Repeat, word for word, the line with "Would you be able to mark the orange" and each one after it to the end. No picture goes into the copy.

— start MATERIAL FOR THE TASK —

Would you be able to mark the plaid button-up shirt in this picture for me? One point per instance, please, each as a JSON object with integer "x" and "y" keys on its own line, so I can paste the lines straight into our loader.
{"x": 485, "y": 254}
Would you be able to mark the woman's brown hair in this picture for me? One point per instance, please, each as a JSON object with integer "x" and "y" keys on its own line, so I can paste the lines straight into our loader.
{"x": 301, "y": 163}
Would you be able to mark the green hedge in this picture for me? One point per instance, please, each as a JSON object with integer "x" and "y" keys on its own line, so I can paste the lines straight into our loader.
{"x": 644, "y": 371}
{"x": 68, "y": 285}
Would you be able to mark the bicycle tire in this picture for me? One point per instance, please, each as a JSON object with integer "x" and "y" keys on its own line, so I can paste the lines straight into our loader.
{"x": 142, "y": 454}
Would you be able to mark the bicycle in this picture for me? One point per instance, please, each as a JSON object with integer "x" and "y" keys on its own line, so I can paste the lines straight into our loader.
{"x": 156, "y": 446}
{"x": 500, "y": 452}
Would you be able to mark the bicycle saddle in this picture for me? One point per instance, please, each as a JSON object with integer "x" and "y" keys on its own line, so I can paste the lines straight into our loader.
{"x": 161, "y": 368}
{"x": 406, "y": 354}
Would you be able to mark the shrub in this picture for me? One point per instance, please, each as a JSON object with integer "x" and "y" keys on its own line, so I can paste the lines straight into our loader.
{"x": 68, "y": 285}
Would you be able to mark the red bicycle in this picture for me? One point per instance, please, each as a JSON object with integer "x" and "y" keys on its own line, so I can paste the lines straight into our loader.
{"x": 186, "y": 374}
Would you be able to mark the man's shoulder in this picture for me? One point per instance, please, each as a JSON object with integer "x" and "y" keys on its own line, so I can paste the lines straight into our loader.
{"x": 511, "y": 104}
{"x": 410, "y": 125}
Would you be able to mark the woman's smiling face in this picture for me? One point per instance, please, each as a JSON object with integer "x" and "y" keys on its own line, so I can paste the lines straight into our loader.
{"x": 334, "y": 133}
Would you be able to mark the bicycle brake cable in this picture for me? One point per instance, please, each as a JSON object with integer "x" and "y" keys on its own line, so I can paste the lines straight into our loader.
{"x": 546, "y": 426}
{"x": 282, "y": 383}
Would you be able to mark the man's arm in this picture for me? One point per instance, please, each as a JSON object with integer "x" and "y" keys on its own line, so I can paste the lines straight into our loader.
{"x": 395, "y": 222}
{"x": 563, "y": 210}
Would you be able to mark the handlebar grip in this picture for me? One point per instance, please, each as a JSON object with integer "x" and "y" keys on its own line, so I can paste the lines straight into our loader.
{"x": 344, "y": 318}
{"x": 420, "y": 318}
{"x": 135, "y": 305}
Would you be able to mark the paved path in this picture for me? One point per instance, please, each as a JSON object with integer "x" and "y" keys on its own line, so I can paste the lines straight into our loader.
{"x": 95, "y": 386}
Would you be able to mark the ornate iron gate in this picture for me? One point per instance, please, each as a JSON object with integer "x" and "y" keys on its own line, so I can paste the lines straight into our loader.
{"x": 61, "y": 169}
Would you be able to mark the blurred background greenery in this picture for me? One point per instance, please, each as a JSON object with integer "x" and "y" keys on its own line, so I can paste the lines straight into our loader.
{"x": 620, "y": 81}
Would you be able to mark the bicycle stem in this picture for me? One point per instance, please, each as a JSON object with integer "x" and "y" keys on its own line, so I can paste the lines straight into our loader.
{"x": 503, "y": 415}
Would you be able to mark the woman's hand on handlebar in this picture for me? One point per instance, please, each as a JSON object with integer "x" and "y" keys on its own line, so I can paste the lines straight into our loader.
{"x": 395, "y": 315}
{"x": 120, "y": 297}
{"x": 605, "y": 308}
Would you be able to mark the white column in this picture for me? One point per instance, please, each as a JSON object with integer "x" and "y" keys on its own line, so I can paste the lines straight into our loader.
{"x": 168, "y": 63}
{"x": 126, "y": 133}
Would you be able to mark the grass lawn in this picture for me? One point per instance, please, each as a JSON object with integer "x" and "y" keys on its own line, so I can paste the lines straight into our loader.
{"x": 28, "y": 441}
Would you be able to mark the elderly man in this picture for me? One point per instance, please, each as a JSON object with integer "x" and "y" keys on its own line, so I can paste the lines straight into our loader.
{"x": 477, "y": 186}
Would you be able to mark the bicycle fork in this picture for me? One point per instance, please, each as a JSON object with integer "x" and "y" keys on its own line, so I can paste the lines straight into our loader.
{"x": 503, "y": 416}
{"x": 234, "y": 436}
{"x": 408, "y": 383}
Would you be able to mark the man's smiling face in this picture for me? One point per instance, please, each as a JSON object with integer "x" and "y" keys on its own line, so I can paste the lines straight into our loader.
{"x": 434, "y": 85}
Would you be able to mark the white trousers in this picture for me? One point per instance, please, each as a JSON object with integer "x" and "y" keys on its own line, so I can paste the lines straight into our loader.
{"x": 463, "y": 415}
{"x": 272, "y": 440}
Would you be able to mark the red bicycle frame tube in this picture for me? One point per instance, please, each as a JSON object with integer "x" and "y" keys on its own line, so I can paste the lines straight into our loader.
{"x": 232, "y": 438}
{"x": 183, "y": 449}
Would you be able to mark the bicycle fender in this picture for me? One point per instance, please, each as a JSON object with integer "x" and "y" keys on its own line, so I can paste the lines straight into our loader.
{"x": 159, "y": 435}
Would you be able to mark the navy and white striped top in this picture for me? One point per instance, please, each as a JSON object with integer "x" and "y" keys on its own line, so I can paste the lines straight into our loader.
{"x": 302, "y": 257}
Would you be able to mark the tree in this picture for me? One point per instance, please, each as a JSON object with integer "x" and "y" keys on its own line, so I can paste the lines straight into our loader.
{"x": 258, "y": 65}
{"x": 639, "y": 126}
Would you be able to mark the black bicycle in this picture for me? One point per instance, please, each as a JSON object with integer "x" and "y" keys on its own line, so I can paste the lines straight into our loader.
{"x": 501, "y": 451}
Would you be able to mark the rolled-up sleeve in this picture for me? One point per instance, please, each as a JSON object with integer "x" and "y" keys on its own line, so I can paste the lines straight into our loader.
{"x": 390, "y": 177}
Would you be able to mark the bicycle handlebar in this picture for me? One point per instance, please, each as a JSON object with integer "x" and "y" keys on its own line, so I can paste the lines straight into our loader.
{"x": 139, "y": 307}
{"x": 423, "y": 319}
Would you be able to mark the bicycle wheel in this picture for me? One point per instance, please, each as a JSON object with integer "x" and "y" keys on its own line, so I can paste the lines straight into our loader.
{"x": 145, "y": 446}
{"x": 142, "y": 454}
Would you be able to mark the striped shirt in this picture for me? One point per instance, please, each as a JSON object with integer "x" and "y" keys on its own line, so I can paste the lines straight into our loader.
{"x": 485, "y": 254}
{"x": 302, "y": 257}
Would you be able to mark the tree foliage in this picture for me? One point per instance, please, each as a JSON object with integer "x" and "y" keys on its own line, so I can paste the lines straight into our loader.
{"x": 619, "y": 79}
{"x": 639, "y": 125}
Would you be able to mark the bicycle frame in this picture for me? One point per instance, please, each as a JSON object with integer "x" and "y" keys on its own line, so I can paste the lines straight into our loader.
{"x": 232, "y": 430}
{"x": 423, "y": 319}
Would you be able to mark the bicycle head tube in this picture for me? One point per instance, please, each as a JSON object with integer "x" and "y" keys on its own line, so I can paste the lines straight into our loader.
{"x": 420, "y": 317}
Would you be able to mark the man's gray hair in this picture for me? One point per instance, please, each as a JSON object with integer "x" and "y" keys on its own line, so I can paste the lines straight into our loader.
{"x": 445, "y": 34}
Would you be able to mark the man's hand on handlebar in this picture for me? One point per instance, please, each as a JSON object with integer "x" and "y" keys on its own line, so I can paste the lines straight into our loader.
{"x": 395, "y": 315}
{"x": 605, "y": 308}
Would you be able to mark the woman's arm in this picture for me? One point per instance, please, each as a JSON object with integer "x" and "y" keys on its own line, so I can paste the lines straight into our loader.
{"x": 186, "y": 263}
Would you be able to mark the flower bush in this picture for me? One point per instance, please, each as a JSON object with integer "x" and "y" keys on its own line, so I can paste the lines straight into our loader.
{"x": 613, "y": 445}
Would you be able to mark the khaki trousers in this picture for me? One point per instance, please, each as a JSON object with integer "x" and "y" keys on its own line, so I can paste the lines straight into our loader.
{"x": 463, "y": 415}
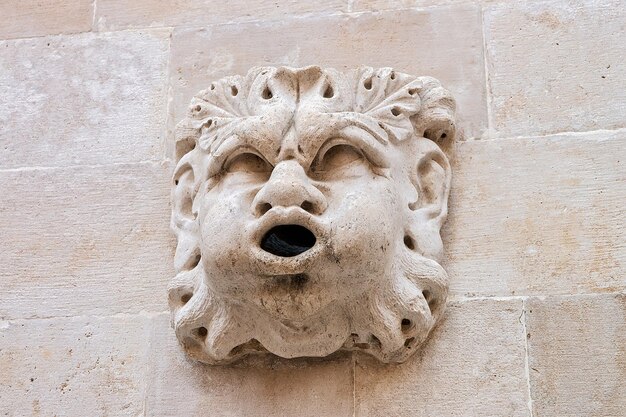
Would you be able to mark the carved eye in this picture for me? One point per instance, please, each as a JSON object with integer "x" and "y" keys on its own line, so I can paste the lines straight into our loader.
{"x": 336, "y": 157}
{"x": 248, "y": 163}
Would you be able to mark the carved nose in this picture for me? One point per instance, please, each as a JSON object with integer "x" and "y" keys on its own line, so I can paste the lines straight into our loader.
{"x": 289, "y": 186}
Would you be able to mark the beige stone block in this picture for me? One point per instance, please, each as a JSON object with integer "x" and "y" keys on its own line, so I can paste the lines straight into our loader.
{"x": 83, "y": 99}
{"x": 73, "y": 366}
{"x": 409, "y": 41}
{"x": 267, "y": 386}
{"x": 378, "y": 5}
{"x": 577, "y": 349}
{"x": 25, "y": 18}
{"x": 85, "y": 241}
{"x": 556, "y": 66}
{"x": 538, "y": 215}
{"x": 474, "y": 365}
{"x": 121, "y": 14}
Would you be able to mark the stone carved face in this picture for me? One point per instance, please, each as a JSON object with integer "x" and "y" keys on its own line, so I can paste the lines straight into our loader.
{"x": 307, "y": 204}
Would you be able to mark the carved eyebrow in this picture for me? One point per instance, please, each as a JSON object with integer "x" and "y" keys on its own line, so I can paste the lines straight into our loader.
{"x": 234, "y": 144}
{"x": 362, "y": 139}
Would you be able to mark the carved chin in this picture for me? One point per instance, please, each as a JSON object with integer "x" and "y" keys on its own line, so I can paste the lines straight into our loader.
{"x": 389, "y": 322}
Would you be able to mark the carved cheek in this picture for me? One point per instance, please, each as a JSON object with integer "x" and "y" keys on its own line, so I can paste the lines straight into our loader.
{"x": 365, "y": 220}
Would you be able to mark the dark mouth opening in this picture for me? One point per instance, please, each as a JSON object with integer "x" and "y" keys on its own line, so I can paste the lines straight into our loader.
{"x": 288, "y": 240}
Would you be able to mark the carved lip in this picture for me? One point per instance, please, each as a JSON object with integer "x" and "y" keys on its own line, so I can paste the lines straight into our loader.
{"x": 288, "y": 240}
{"x": 276, "y": 220}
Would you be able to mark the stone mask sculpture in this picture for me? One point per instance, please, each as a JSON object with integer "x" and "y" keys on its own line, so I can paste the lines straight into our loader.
{"x": 307, "y": 204}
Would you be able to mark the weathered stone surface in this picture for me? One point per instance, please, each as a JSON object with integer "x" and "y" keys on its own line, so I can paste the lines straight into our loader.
{"x": 473, "y": 366}
{"x": 409, "y": 41}
{"x": 23, "y": 18}
{"x": 83, "y": 99}
{"x": 264, "y": 387}
{"x": 120, "y": 14}
{"x": 307, "y": 204}
{"x": 77, "y": 366}
{"x": 577, "y": 349}
{"x": 538, "y": 215}
{"x": 378, "y": 5}
{"x": 84, "y": 241}
{"x": 556, "y": 66}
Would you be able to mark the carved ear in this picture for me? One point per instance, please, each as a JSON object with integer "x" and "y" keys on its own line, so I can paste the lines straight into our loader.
{"x": 431, "y": 178}
{"x": 183, "y": 220}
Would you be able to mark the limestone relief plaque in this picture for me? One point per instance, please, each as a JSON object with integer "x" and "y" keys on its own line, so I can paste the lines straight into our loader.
{"x": 308, "y": 205}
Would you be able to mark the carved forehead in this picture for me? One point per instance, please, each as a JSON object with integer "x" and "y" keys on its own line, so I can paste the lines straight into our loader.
{"x": 266, "y": 102}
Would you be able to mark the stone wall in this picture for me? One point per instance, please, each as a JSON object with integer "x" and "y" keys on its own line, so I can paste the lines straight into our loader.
{"x": 536, "y": 238}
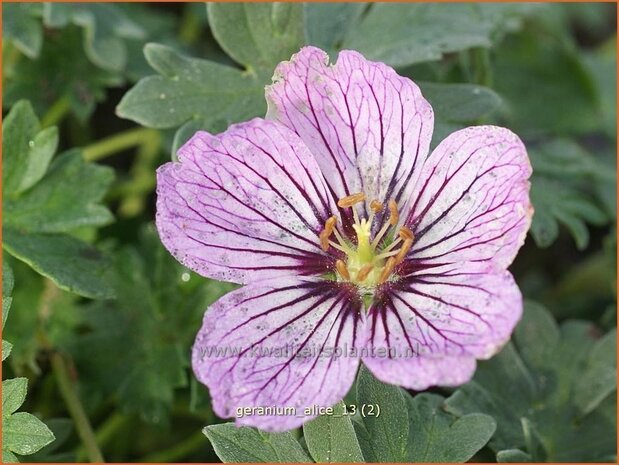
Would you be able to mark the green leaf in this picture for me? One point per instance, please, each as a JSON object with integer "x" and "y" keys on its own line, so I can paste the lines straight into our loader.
{"x": 60, "y": 204}
{"x": 331, "y": 438}
{"x": 562, "y": 191}
{"x": 189, "y": 88}
{"x": 22, "y": 433}
{"x": 512, "y": 456}
{"x": 257, "y": 35}
{"x": 407, "y": 33}
{"x": 458, "y": 105}
{"x": 437, "y": 436}
{"x": 62, "y": 74}
{"x": 62, "y": 429}
{"x": 13, "y": 394}
{"x": 234, "y": 444}
{"x": 137, "y": 347}
{"x": 460, "y": 102}
{"x": 599, "y": 378}
{"x": 27, "y": 150}
{"x": 105, "y": 28}
{"x": 72, "y": 264}
{"x": 22, "y": 27}
{"x": 383, "y": 428}
{"x": 532, "y": 388}
{"x": 6, "y": 349}
{"x": 546, "y": 87}
{"x": 326, "y": 24}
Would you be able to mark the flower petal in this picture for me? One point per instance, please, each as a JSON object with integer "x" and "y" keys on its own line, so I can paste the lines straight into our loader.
{"x": 421, "y": 373}
{"x": 367, "y": 127}
{"x": 244, "y": 205}
{"x": 442, "y": 313}
{"x": 471, "y": 201}
{"x": 273, "y": 344}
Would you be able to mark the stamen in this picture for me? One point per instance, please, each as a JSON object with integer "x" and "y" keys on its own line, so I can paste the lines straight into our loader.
{"x": 376, "y": 206}
{"x": 325, "y": 234}
{"x": 341, "y": 248}
{"x": 330, "y": 224}
{"x": 380, "y": 235}
{"x": 406, "y": 233}
{"x": 340, "y": 266}
{"x": 394, "y": 216}
{"x": 404, "y": 250}
{"x": 364, "y": 272}
{"x": 387, "y": 270}
{"x": 339, "y": 237}
{"x": 351, "y": 200}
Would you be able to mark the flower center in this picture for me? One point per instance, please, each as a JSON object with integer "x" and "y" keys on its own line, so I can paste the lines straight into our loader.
{"x": 370, "y": 261}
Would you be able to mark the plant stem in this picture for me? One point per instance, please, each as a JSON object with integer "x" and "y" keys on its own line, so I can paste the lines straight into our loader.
{"x": 118, "y": 143}
{"x": 56, "y": 112}
{"x": 110, "y": 427}
{"x": 179, "y": 451}
{"x": 75, "y": 407}
{"x": 62, "y": 374}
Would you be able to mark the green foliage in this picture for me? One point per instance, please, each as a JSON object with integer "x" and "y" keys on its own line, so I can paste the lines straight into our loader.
{"x": 562, "y": 193}
{"x": 22, "y": 433}
{"x": 435, "y": 436}
{"x": 551, "y": 391}
{"x": 386, "y": 425}
{"x": 383, "y": 437}
{"x": 150, "y": 326}
{"x": 234, "y": 445}
{"x": 213, "y": 94}
{"x": 257, "y": 35}
{"x": 38, "y": 200}
{"x": 62, "y": 73}
{"x": 327, "y": 24}
{"x": 557, "y": 105}
{"x": 403, "y": 34}
{"x": 105, "y": 28}
{"x": 21, "y": 27}
{"x": 331, "y": 438}
{"x": 458, "y": 105}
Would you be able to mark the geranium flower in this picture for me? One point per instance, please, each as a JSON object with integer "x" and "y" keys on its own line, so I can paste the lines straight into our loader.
{"x": 351, "y": 242}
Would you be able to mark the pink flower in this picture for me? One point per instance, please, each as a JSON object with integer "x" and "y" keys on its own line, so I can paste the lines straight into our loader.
{"x": 351, "y": 242}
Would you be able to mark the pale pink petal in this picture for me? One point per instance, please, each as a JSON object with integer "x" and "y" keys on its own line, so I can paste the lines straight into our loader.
{"x": 471, "y": 199}
{"x": 368, "y": 128}
{"x": 421, "y": 373}
{"x": 244, "y": 205}
{"x": 438, "y": 318}
{"x": 275, "y": 344}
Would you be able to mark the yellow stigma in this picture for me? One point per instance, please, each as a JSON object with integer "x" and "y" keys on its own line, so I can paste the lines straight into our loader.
{"x": 371, "y": 259}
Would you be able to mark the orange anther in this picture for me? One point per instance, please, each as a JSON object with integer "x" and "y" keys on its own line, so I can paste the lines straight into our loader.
{"x": 325, "y": 234}
{"x": 404, "y": 250}
{"x": 351, "y": 200}
{"x": 330, "y": 224}
{"x": 394, "y": 216}
{"x": 364, "y": 272}
{"x": 376, "y": 206}
{"x": 324, "y": 240}
{"x": 387, "y": 270}
{"x": 340, "y": 266}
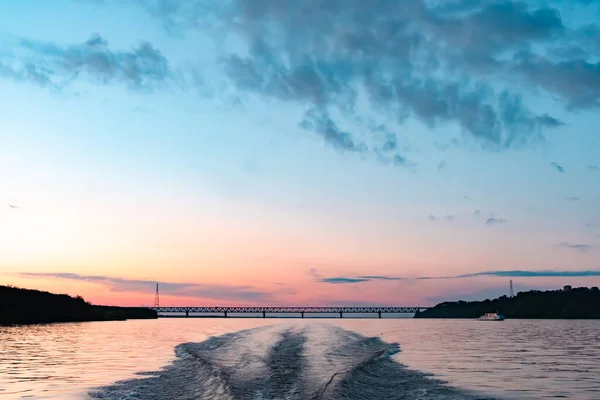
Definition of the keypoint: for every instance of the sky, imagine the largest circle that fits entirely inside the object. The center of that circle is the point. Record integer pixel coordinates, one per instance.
(305, 152)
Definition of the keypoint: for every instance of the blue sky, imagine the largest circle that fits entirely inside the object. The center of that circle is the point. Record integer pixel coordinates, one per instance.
(282, 147)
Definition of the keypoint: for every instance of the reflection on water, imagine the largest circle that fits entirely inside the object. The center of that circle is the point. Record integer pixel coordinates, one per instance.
(512, 359)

— end MATERIAL FOR THE TASK —

◆ SOLUTION TO THIS EXERCISE ◆
Would you be able to mark the orange anther in this picture for me? One point per instance, please, each as a JSON object with integer "x" and "y" keys on its own line, so I can paste the lines straight into our loader.
{"x": 325, "y": 234}
{"x": 404, "y": 250}
{"x": 351, "y": 200}
{"x": 330, "y": 224}
{"x": 394, "y": 216}
{"x": 364, "y": 272}
{"x": 376, "y": 206}
{"x": 324, "y": 240}
{"x": 387, "y": 270}
{"x": 340, "y": 266}
Definition of the keypoint: for every instance of the sky, imagine the largest circle that fits entirely inside the object. The center of that circle is the point. Record integer pixel coordinates, one per instance.
(305, 152)
Definition of the keypoint: for every instance of the blue sky, imagine the largest circle that fits entirely inside the object. The center of that circle is the point. Record integer pixel coordinates, one per instance.
(282, 147)
Definition of the keypoint: for every instance of the reflection on water, imagine the largest circle that fits entirely inside the object. The center of that circle is the point. Record integer pixel coordinates, one per instance.
(512, 359)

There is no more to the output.